• _INSTRUCTION_:
Find "like [66, 436]." in the records that follow; print that line and each subsequent line through the last one, verbatim and with nothing added.

• _DATASET_:
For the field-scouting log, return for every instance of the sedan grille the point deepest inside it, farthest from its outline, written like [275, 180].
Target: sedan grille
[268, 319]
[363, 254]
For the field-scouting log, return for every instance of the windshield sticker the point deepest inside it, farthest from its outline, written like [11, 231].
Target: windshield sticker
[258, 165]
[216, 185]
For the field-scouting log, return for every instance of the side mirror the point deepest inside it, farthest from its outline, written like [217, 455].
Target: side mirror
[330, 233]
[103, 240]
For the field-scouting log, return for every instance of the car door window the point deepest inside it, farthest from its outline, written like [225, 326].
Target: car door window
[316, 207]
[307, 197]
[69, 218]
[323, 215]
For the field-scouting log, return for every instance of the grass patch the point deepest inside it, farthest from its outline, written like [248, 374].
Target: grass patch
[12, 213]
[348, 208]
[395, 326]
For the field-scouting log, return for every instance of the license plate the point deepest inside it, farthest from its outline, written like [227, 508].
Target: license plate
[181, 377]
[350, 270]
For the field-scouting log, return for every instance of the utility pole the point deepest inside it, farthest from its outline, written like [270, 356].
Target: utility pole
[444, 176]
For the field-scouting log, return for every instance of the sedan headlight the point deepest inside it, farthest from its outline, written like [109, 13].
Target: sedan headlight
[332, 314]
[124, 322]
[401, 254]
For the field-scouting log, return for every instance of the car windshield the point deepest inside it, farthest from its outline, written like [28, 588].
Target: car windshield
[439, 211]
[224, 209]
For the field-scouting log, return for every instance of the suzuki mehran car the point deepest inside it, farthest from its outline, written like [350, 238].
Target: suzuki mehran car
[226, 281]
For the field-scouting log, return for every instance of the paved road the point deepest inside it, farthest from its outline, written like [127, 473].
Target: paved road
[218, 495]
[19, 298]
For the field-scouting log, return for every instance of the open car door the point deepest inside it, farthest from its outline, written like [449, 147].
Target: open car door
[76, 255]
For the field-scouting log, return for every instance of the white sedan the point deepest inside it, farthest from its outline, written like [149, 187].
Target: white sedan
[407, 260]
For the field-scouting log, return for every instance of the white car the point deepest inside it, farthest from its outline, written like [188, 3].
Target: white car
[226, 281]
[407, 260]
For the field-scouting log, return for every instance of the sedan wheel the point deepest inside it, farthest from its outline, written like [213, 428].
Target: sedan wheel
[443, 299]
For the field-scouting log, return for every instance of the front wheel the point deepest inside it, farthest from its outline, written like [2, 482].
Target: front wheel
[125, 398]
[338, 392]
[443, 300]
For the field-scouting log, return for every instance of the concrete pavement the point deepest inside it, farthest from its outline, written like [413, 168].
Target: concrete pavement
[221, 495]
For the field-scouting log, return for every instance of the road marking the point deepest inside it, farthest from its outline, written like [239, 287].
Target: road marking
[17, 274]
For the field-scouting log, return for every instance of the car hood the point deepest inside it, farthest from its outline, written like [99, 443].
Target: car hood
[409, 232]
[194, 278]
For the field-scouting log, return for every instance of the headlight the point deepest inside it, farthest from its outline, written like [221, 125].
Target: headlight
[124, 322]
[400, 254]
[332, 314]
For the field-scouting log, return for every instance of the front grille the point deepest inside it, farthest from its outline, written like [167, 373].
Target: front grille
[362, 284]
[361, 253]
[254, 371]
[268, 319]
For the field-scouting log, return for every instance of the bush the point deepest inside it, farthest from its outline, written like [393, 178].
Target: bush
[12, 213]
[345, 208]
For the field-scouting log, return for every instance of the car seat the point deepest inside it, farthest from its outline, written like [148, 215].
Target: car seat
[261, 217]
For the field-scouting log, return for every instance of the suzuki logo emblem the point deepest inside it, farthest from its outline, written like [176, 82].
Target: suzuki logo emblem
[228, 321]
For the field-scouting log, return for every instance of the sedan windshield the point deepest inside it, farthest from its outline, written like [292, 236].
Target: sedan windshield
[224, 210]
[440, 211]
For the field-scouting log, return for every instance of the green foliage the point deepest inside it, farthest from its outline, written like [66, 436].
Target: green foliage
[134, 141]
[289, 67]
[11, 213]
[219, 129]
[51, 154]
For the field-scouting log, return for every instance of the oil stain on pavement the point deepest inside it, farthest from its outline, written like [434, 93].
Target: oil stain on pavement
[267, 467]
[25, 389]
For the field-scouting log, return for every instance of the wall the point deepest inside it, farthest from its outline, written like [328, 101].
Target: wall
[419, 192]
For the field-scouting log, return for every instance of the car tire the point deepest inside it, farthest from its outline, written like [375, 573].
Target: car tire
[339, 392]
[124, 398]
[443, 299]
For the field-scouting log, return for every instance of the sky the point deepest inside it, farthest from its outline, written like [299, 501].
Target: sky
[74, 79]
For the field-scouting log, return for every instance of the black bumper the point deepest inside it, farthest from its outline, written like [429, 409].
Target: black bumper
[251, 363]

• _THE COMPLETED TASK_:
For the field-scouting log, return for every instance of the green foliage the point deepest inside it, farthest from its outline, written like [66, 436].
Target: green foliage
[134, 141]
[289, 67]
[11, 213]
[219, 129]
[51, 154]
For the field-scouting log, return for every instance of the oil stain on pavement the point deepest inside it, farthest from its outline, written like [434, 93].
Target: oil stain on pavement
[267, 467]
[25, 389]
For the field-scouting log, return for every instance of the wall the point deepest inside it, farthest from its outline, written like [328, 101].
Target: wall
[419, 192]
For the field-scouting log, return for every instance of the car tire the point deepest inside it, farthest from its outline, written like [375, 573].
Target: car tire
[339, 392]
[124, 398]
[443, 299]
For the field-scouting log, return for every instance of the sky the point deepest inside it, farthest from its outline, written like [299, 501].
Target: sky
[74, 79]
For the field-scouting log, return for every instance of the black bumper the point deepest inside it, farthest from its outline, written like [429, 409].
Target: black bumper
[251, 363]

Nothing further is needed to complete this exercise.